Named region outline records
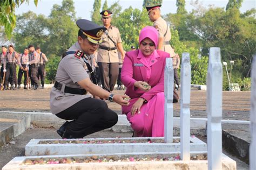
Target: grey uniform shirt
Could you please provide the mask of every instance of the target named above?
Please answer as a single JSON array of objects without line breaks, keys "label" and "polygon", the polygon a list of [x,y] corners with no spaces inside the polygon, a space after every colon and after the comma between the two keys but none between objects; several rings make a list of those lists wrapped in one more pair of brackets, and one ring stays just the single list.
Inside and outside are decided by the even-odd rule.
[{"label": "grey uniform shirt", "polygon": [[[68,51],[82,50],[77,42]],[[91,62],[91,59],[90,60]],[[62,90],[52,87],[50,94],[50,107],[53,114],[57,114],[70,108],[80,100],[91,97],[89,95],[65,93],[65,87],[82,88],[77,82],[89,77],[86,64],[82,58],[69,54],[63,58],[59,63],[55,80],[63,84]]]}]

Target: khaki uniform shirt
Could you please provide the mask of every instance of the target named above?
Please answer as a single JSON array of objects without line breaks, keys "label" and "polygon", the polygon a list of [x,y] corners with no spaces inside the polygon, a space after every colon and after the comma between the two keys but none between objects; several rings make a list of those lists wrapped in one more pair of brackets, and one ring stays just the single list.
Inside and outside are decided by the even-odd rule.
[{"label": "khaki uniform shirt", "polygon": [[[109,30],[106,30],[102,35],[103,41],[99,44],[100,46],[110,48],[115,47],[113,41],[107,37],[107,34],[114,41],[116,44],[122,42],[119,30],[116,27],[110,25]],[[119,62],[117,50],[116,49],[108,51],[107,50],[99,48],[97,60],[97,62],[106,63]]]},{"label": "khaki uniform shirt", "polygon": [[[161,17],[158,18],[154,22],[153,25],[158,31],[158,35],[159,38],[164,38],[164,42],[170,42],[171,40],[171,30],[169,26],[168,26],[166,22]],[[167,32],[166,32],[167,30]],[[166,34],[164,36],[166,32]],[[176,55],[174,53],[173,49],[172,48],[170,44],[163,45],[162,47],[162,50],[169,53],[171,57]]]},{"label": "khaki uniform shirt", "polygon": [[36,51],[31,52],[29,56],[29,64],[37,64],[38,63],[39,56]]},{"label": "khaki uniform shirt", "polygon": [[41,52],[40,54],[39,54],[39,63],[43,64],[44,63],[48,61],[48,59],[47,59],[47,57],[44,53]]},{"label": "khaki uniform shirt", "polygon": [[[81,50],[78,42],[76,42],[68,51]],[[93,56],[90,55],[93,58]],[[89,60],[91,63],[92,58]],[[60,60],[58,66],[55,80],[62,84],[62,90],[57,90],[52,87],[50,94],[50,107],[53,114],[57,114],[70,108],[80,100],[90,97],[89,95],[75,95],[64,93],[65,87],[83,88],[77,82],[89,77],[85,69],[86,63],[83,59],[75,56],[75,54],[69,54]]]},{"label": "khaki uniform shirt", "polygon": [[24,54],[24,53],[21,54],[19,56],[19,60],[20,61],[21,65],[26,65],[26,63],[29,62],[29,54]]}]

# WHAT YOU NEED TO DO
Could you arrange all of the records above as a two-column CSV with the headers "request" and "outline", one row per record, where each record's text and its answer each sit in a single quoted field with line breaks turned into spaces? Leave the pictures out.

# REPLY
request,outline
"Target: grey uniform shirt Could you please provide the mask of every instance of the target named above? Please answer as a single JSON array of objects without line breaks, keys ""label"" and ""polygon"", the polygon a list of [x,y] corners with no spaces inside the polygon, a space after every colon and after the comma between the two keys but none between objects; several rings make a list of those lists wrapped in one more pair of brackets, and one ring stays just the single list. Inside and outside are decided by the even-odd rule.","[{""label"": ""grey uniform shirt"", ""polygon"": [[[68,51],[82,50],[77,42]],[[91,62],[91,59],[90,60]],[[62,90],[52,87],[50,94],[50,107],[53,114],[57,114],[70,108],[80,100],[91,97],[89,95],[65,93],[65,87],[82,88],[77,82],[89,77],[86,64],[82,58],[69,54],[63,58],[59,63],[55,80],[63,84]]]}]"
"Target: khaki uniform shirt Could you please provide the mask of every instance of the target named above? Please answer as a single JSON array of objects without line breaks, keys ""label"" and ""polygon"", the polygon a list of [x,y] corners with no spaces inside the polygon, a space after every colon and after the comma between the two keys but none between objects; several rings make a list of those lists wrapped in one more pair of brackets, and one ring stays just the single list. Inside and outside are decided by the even-odd rule.","[{""label"": ""khaki uniform shirt"", ""polygon"": [[[109,30],[106,30],[102,35],[103,41],[99,44],[100,46],[110,48],[115,47],[113,41],[107,37],[107,34],[114,41],[116,44],[122,42],[119,30],[116,27],[110,25]],[[119,62],[117,50],[116,49],[108,51],[107,50],[99,48],[97,60],[97,62],[106,63]]]},{""label"": ""khaki uniform shirt"", ""polygon"": [[[161,17],[158,18],[154,22],[153,25],[158,31],[158,35],[159,38],[164,38],[164,42],[170,42],[171,40],[171,30],[169,26],[168,26],[166,22]],[[167,32],[166,32],[167,30]],[[166,34],[164,36],[166,32]],[[176,55],[174,53],[173,49],[172,48],[170,44],[163,45],[162,47],[162,50],[169,53],[171,57]]]},{""label"": ""khaki uniform shirt"", ""polygon"": [[36,51],[31,52],[29,56],[29,64],[37,64],[38,63],[39,56]]},{""label"": ""khaki uniform shirt"", ""polygon"": [[41,52],[40,54],[39,54],[39,63],[43,64],[44,63],[48,61],[48,59],[47,59],[47,57],[44,53]]},{""label"": ""khaki uniform shirt"", ""polygon"": [[[81,50],[78,42],[76,42],[68,51]],[[93,56],[90,55],[93,58]],[[89,60],[91,63],[92,58]],[[60,60],[58,66],[55,80],[62,84],[62,90],[57,90],[52,87],[50,94],[50,107],[53,114],[57,114],[70,108],[80,100],[90,97],[89,95],[75,95],[64,93],[65,87],[83,88],[77,82],[89,77],[85,69],[86,63],[83,59],[75,56],[75,54],[69,54]]]},{""label"": ""khaki uniform shirt"", ""polygon"": [[24,54],[24,53],[21,54],[19,56],[19,60],[20,61],[21,65],[26,65],[26,63],[29,62],[29,54]]}]"